Work to complete:
Recast all of the entries below as a Markdown table with two columns, "Row" and "Line," placing each line in its own numbered row. Omit blank lines and the pictures.

[Excerpts of labeled region data]
+--
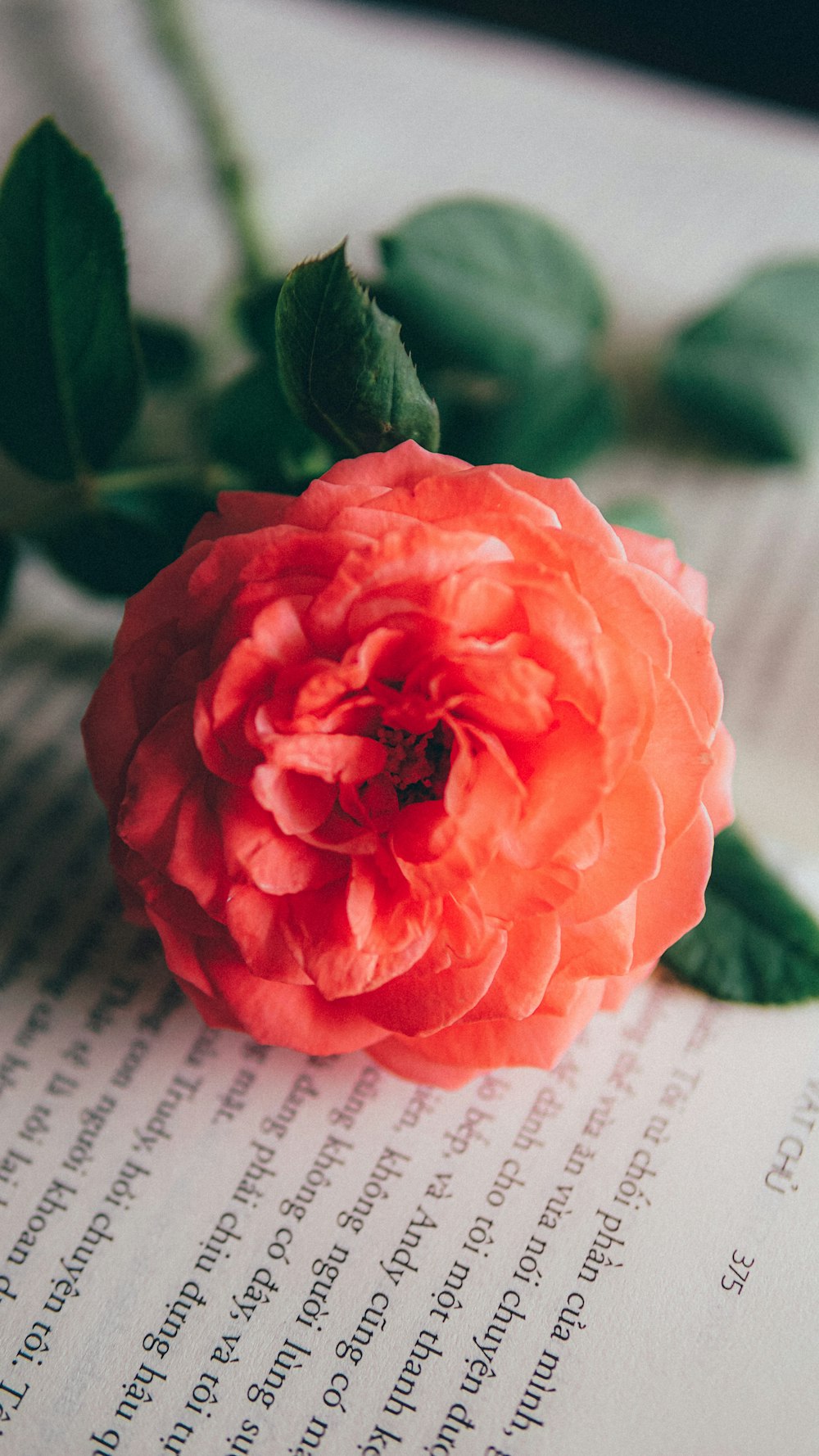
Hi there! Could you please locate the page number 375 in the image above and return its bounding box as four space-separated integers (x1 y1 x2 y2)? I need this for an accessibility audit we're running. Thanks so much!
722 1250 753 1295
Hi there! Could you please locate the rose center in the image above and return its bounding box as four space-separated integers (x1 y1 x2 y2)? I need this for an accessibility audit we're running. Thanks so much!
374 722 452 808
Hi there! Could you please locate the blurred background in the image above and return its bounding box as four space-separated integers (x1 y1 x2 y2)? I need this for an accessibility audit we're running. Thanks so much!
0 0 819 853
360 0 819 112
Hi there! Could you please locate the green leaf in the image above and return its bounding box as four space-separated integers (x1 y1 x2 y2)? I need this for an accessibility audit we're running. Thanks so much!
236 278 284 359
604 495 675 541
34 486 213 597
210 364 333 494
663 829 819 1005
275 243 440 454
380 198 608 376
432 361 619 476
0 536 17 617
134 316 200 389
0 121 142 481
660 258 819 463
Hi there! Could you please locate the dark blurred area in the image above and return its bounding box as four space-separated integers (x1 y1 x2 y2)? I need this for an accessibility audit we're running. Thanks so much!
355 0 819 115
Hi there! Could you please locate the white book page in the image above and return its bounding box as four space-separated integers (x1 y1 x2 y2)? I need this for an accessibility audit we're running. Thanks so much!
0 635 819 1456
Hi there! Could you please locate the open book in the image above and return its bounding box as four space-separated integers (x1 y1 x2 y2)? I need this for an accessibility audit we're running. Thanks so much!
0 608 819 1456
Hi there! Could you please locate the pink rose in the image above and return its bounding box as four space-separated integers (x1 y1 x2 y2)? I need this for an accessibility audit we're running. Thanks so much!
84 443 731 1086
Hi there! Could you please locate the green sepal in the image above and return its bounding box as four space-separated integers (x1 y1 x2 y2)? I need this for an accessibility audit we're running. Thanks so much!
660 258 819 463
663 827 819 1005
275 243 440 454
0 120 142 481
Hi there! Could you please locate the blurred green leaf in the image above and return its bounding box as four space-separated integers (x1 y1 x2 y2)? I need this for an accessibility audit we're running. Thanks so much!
+--
Correct response:
| Row | Line |
|---|---|
| 1 | Hi there! Could you please locate the page number 375 in the image above and return its bounding box as four space-separated integers (x1 y1 x2 y2)? I need this for an accessibility audit we're running. Thanks so much! |
| 2 | 722 1250 753 1295 |
| 3 | Hi there! Could you please locate the rose center in the image above and return its bounding box as four space-separated integers (x1 y1 x2 y2)? I need this for an accessibility audit we're running. Thanks so much! |
| 4 | 374 722 452 808 |
| 5 | Hi there! Could you please locate the blurred background in the image above and return its bounding box as four space-separated integers (x1 y1 x2 y2)? I need this for an accessibility audit we're running. Thanks so much! |
| 6 | 0 0 819 853 |
| 7 | 360 0 819 112 |
| 8 | Hi there! Could you please locate the green leaf in the image above and return its bounding box as four space-separated integers (x1 y1 x2 y2)? I need this for an accessibility audit we're running. Thanks so much! |
| 9 | 236 278 284 359 |
| 10 | 604 495 675 541 |
| 11 | 34 486 213 597 |
| 12 | 210 364 333 494 |
| 13 | 663 829 819 1005 |
| 14 | 275 243 440 454 |
| 15 | 380 198 608 376 |
| 16 | 432 361 619 476 |
| 17 | 0 536 17 617 |
| 18 | 134 316 200 389 |
| 19 | 0 121 142 481 |
| 20 | 660 258 819 463 |
| 21 | Hi there! Could you please locate the dark blurred area in the image above and return its bounding box as four space-separated integers (x1 y1 x2 y2)? I need this for an accessibility audit we're running. Thanks so much! |
| 22 | 355 0 819 115 |
| 23 | Hi there! Could you please locate the white book page in the image above and return its bounding box as four space-separated integers (x1 y1 x2 y2)? I need this for an accessibility audit we're running. Thanks so much! |
| 24 | 0 635 819 1456 |
| 25 | Hi there! Could you please locate the open book in the image above and return its bounding box as four space-separated integers (x1 y1 x2 y2)? I need this for an accessibility audit we're running. Thanks so much! |
| 26 | 0 608 819 1456 |
| 27 | Hi there! Could you please locate the pink rose in the image above and return its bounding box as four space-separated integers (x1 y1 x2 y2)? I need this for an accessibility audit we're running. Thanks so much! |
| 28 | 84 443 731 1086 |
| 29 | Hi there! Could you please locate the green sepal in the image above and return its bounding box as four space-separated integers (x1 y1 x2 y2)? I need this for an accessibility audit we're running. Thanks so much! |
| 30 | 660 258 819 463 |
| 31 | 663 827 819 1005 |
| 32 | 275 243 440 454 |
| 33 | 0 120 142 481 |
| 34 | Hi there! Could you please locate the blurred green leaf in the image above and return its bounding box as four space-separated integers (x1 y1 x2 y2)? I need this for an accessibility audit we're running. Thanks so much! |